-- Start of INPUT RECORDS --

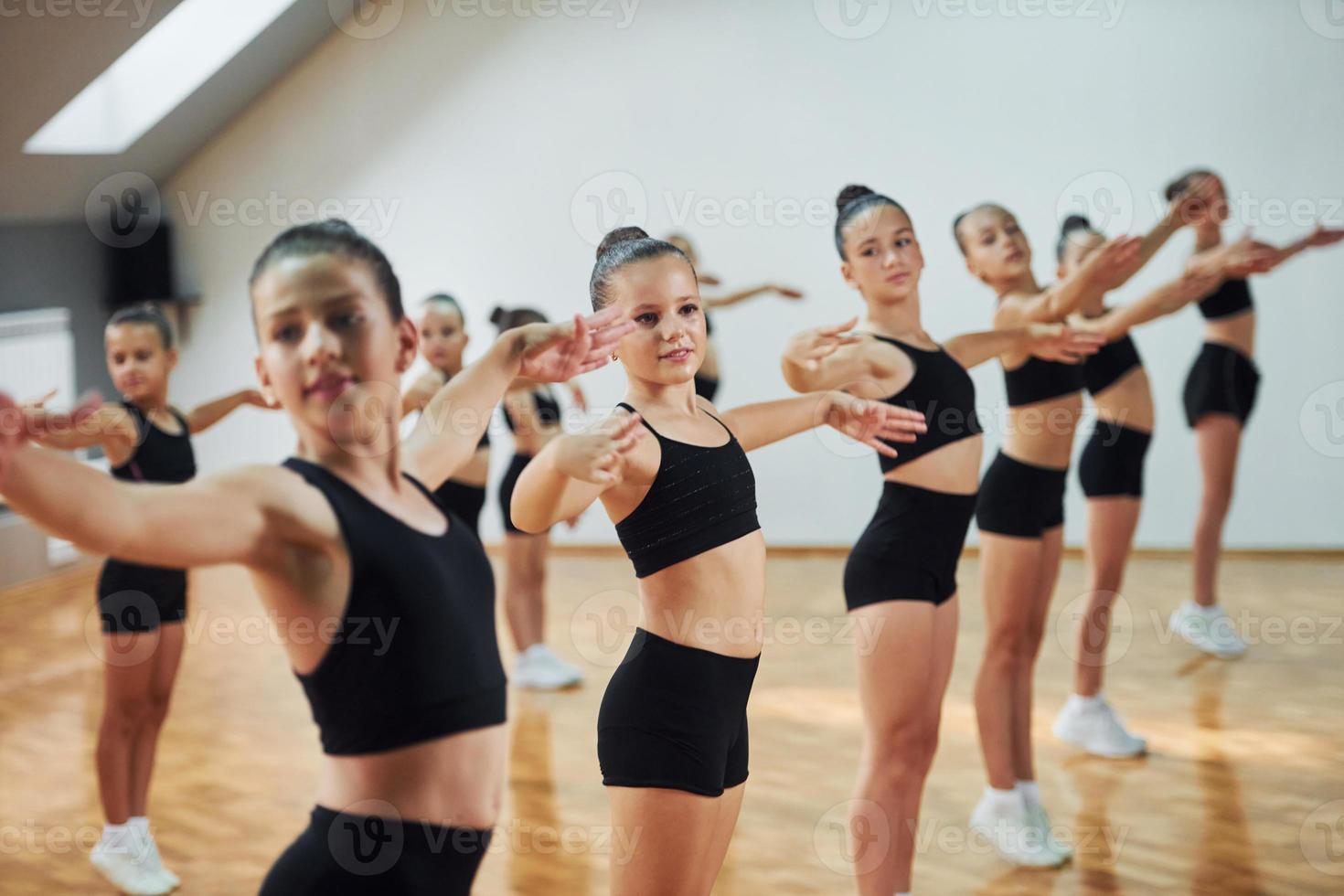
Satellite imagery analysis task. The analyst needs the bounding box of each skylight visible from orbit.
[23,0,294,155]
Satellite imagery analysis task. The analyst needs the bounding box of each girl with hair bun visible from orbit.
[0,221,633,896]
[784,186,1101,896]
[1167,169,1344,659]
[512,227,923,893]
[491,307,587,690]
[667,234,803,401]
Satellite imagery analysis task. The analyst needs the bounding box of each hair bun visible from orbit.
[1059,215,1093,234]
[836,184,872,214]
[597,227,649,258]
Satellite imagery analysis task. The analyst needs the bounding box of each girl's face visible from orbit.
[840,203,923,303]
[103,324,177,403]
[1056,229,1106,280]
[251,255,415,450]
[420,303,466,375]
[612,255,706,386]
[957,207,1030,284]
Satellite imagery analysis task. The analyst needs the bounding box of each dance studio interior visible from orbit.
[0,0,1344,896]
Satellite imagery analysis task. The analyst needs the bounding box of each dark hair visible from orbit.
[491,305,546,333]
[589,227,695,312]
[1167,168,1218,201]
[247,218,406,321]
[1055,215,1101,262]
[108,303,172,352]
[836,184,910,260]
[952,203,1010,255]
[422,293,466,325]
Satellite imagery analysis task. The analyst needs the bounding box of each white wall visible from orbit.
[164,0,1344,547]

-- End of INPUT RECORDS --

Turn every line of the material above into a Markdown table with the columns "Row" and "Line", numbering each row and leaving out blank lines and pictures.

| Row | Line |
|---|---|
| 1 | Satellite imagery analysis task. The analyst needs the bounding box of each skylight visible from orbit. |
| 2 | [23,0,294,155] |
| 3 | Satellite imagery analysis task. The analyst needs the bounding box of each girl with hair bun visible from orbit. |
| 4 | [0,221,633,896] |
| 5 | [784,186,1101,896] |
| 6 | [1167,169,1344,659] |
| 7 | [512,227,923,893] |
| 8 | [491,307,587,690] |
| 9 | [667,234,803,401] |
| 10 | Satellite imagery analysis task. The analyst needs the bounding box of each hair bun visible from orbit. |
| 11 | [1059,215,1093,234] |
| 12 | [836,184,872,214] |
| 13 | [597,227,649,258] |
| 14 | Satellite imagery analysis task. The analyst needs the bounding box of each girl's face visible from orbit. |
| 15 | [840,203,923,303] |
| 16 | [103,324,177,403] |
| 17 | [1056,229,1106,280] |
| 18 | [251,255,415,450] |
| 19 | [420,303,466,375] |
| 20 | [612,255,706,386] |
| 21 | [957,207,1030,284] |
| 22 | Satellite imagery analysis task. The analyst needs the bounding box of each dance studio interior visible from orbit. |
| 23 | [0,0,1344,896] |
| 24 | Satellite imagery analysis task. The analyst needs the bounding box of each dark hair visible from orbit. |
| 25 | [491,305,546,333] |
| 26 | [589,227,695,312] |
| 27 | [1167,168,1218,201] |
| 28 | [247,218,406,321] |
| 29 | [1055,215,1101,262] |
| 30 | [108,303,172,352] |
| 31 | [836,184,910,260] |
| 32 | [952,203,1010,255] |
| 33 | [422,293,466,325] |
| 34 | Satellite imagery analysis task. The analyst needs the bounding box of each white wall visible from orbit. |
| 35 | [164,0,1344,547] |